Exercise brief >> For this exercise, print only the lines from the one containing "of the metal" through the end of the material below, exactly as given.

Material for this task >>
+ + + + +

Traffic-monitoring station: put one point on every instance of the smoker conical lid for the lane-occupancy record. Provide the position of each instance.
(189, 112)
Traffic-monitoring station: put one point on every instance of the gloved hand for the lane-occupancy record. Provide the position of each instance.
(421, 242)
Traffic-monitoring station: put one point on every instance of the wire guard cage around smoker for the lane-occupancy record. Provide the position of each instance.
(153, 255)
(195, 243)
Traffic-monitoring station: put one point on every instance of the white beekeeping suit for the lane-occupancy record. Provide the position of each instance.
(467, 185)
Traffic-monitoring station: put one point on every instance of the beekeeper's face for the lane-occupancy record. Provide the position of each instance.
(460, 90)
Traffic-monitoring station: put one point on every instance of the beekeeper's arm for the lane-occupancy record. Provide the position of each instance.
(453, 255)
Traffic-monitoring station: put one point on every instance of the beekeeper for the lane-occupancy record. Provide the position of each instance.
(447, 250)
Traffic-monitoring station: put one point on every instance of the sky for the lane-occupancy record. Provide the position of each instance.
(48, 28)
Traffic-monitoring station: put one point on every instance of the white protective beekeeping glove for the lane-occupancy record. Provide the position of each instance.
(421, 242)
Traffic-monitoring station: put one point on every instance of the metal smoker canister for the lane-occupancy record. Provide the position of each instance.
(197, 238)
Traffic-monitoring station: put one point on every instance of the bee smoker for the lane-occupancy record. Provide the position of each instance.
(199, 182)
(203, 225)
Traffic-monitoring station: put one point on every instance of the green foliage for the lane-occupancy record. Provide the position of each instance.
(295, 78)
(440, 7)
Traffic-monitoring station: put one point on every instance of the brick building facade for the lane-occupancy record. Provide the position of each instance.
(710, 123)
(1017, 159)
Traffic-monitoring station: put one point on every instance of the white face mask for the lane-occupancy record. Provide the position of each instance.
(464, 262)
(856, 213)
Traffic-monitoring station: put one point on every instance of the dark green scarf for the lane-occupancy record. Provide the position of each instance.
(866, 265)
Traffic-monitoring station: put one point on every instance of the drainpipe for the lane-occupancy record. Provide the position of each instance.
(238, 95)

+ + + + +

Written response >>
Traffic-monitoring station: put one point on every instance of the metal smoker canister for the lane-occupancy record. Provide the position of each instance.
(197, 238)
Traffic-monitoring station: put one point on every instance of the bee smoker for the lane-occupancy record. Provide the position of each instance.
(199, 182)
(203, 225)
Traffic-monitoring station: put one point on every instance of the green foliage for the lane-occupancy record. Provide the position of each instance.
(295, 78)
(440, 7)
Traffic-monitoring station: put one point on every instance of the brick building facade for the lane-occupancy record. Provide the position of each instance.
(710, 123)
(1017, 159)
Traffic-monitoring station: put one point on every instance of the white face mask for the lane-occupancy record. Provide the position of each instance.
(464, 262)
(856, 213)
Traffic-monitoring station: put one point on every instance of the dark green scarf for the lane-occupancy record. Provide the position of each instance.
(866, 265)
Traffic-monitoring station: put one point on every instance of the drainpipe for the lane-occupancy record. Provide the position of each instance.
(238, 95)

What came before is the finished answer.